PROBLEM REQUIREMENTS: From the entries below, please gather each line containing the string "Target".

Records drawn from a dataset:
━━━━━━
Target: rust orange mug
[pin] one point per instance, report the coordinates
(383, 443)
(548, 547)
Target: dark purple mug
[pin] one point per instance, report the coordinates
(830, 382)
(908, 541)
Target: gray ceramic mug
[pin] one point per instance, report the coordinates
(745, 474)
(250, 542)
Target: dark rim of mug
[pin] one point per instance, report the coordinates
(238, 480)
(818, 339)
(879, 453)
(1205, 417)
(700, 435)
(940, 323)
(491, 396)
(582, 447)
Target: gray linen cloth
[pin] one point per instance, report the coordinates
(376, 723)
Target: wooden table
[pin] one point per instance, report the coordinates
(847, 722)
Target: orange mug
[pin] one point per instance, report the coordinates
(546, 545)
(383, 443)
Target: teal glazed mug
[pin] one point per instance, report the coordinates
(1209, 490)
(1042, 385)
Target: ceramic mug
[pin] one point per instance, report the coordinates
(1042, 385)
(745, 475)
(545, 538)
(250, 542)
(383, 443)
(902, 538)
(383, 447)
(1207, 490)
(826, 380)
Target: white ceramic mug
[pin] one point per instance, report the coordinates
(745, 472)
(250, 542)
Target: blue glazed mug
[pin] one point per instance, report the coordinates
━━━━━━
EXERCISE RESPONSE:
Target: rust orange mug
Target: dark purple mug
Target: gray ceramic mug
Target: dark rim of mug
Target: gray linen cloth
Target: wooden table
Target: orange mug
Target: teal glazed mug
Target: ceramic mug
Target: white ceramic mug
Target: blue glazed mug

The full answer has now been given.